(Material for this exercise):
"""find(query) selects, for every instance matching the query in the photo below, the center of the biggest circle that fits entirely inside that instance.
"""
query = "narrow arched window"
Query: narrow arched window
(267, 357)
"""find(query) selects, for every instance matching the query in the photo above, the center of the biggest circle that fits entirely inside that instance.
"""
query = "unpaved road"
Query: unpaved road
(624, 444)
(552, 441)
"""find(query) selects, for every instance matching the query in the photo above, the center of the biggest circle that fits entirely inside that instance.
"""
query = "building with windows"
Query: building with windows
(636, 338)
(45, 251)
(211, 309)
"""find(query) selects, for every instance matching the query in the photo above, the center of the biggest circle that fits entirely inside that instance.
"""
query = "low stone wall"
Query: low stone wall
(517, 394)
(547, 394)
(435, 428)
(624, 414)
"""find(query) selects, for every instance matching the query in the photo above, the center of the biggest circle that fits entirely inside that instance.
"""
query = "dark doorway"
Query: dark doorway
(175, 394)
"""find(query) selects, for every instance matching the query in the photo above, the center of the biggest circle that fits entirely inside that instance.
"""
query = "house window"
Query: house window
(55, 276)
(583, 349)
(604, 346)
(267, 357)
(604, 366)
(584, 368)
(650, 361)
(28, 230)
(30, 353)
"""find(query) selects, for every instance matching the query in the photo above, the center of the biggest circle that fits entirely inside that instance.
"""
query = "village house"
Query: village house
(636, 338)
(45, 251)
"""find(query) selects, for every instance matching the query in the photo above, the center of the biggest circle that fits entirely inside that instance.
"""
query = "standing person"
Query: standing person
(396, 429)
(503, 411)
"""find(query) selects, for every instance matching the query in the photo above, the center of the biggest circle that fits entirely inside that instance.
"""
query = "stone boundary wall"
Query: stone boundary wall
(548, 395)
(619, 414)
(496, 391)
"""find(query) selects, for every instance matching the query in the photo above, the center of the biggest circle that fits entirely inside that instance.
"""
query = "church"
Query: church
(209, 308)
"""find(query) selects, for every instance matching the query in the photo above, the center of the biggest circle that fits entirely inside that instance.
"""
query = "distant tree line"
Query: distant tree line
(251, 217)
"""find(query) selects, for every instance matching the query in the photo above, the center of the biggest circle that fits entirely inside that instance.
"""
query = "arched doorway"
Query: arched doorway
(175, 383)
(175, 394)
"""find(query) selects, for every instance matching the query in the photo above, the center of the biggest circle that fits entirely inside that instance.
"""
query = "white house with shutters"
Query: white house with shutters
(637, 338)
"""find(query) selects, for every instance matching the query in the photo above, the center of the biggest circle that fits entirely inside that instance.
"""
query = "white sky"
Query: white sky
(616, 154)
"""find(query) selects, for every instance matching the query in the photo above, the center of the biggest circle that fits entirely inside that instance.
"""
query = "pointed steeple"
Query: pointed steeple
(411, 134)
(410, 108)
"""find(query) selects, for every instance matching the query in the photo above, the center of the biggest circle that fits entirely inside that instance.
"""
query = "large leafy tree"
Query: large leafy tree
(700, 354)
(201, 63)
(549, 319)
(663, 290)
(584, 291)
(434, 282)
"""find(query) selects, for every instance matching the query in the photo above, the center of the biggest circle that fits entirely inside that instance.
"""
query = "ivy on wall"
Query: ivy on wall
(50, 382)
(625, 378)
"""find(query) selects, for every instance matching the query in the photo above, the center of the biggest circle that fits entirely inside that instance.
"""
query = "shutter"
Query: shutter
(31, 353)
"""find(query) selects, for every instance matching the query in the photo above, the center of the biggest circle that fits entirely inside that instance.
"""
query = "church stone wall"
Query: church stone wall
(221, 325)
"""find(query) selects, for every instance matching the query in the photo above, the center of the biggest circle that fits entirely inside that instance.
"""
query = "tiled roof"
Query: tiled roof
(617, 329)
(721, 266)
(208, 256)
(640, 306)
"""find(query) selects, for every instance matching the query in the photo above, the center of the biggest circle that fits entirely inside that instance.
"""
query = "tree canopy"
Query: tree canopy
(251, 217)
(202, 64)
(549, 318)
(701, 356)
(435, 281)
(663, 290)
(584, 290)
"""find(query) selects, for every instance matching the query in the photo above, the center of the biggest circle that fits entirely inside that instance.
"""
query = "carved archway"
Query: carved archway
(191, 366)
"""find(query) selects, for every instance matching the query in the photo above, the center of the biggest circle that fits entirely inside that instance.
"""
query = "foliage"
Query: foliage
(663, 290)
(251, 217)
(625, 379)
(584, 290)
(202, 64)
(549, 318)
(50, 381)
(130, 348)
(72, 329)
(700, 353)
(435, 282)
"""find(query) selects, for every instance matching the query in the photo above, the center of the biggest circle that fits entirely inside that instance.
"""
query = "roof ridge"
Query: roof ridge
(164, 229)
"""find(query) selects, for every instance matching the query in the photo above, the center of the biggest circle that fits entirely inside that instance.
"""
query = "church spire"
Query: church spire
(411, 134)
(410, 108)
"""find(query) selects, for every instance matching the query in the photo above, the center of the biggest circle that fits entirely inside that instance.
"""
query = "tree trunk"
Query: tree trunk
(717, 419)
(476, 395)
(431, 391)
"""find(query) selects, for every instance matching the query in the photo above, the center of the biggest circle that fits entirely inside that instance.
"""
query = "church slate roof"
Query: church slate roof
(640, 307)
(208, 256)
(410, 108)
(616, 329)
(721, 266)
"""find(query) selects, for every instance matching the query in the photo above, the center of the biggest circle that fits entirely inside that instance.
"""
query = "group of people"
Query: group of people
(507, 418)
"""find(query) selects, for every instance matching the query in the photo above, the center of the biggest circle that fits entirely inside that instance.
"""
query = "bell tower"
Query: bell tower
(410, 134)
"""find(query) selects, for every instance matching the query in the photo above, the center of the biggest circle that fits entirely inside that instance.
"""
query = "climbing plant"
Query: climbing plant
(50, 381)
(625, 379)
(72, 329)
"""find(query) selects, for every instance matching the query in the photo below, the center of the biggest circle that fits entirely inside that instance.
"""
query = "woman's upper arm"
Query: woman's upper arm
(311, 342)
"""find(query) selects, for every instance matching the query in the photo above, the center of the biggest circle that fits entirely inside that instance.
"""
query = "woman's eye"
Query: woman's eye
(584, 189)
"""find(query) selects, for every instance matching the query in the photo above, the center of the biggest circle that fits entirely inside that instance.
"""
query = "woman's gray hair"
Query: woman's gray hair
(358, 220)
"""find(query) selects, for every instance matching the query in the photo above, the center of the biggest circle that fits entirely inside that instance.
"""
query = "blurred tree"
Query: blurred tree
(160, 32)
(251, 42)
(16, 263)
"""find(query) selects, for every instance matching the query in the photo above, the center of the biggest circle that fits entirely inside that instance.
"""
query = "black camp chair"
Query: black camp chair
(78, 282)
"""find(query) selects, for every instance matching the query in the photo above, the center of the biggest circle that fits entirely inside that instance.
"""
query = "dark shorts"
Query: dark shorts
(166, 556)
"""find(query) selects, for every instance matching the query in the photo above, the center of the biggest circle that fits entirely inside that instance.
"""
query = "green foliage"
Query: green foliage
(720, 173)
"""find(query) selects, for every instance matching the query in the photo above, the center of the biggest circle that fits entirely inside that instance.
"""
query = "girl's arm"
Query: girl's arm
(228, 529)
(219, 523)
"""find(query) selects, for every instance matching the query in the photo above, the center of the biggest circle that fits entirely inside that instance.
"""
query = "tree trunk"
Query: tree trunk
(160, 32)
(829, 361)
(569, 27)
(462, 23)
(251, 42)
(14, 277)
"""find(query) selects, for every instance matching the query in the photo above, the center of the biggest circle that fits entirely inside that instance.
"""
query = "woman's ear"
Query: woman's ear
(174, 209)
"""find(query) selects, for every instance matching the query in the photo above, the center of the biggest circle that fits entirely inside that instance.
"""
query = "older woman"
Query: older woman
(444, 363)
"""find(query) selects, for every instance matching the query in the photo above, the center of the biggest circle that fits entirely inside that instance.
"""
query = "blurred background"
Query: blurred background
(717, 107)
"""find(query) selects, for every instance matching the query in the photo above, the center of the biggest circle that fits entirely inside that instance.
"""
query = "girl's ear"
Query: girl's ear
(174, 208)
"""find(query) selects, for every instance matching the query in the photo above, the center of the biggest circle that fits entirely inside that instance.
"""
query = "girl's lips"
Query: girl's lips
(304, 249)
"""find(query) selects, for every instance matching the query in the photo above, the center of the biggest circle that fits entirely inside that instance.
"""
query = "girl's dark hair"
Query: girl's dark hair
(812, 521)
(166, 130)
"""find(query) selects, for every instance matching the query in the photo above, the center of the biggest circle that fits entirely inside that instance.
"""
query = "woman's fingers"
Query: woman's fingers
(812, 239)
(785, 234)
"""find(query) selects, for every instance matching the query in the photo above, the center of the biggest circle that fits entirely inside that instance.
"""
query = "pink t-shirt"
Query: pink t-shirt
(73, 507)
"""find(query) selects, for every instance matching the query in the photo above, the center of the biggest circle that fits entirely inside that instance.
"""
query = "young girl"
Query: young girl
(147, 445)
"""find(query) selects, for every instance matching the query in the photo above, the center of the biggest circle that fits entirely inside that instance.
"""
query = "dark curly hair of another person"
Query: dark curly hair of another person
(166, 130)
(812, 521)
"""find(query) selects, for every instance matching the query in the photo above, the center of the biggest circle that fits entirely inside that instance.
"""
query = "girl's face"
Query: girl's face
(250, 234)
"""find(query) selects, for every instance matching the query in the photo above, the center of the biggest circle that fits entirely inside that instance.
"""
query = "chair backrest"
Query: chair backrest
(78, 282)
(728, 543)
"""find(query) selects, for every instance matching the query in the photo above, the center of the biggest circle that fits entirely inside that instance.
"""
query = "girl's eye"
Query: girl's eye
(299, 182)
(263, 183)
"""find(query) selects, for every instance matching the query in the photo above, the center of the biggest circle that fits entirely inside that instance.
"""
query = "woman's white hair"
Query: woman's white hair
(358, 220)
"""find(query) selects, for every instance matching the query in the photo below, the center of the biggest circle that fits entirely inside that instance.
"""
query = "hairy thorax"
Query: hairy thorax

(The request): Return every line of the records that contains the word "road".

(Full solution):
query = "unpaved road"
Query: unpaved road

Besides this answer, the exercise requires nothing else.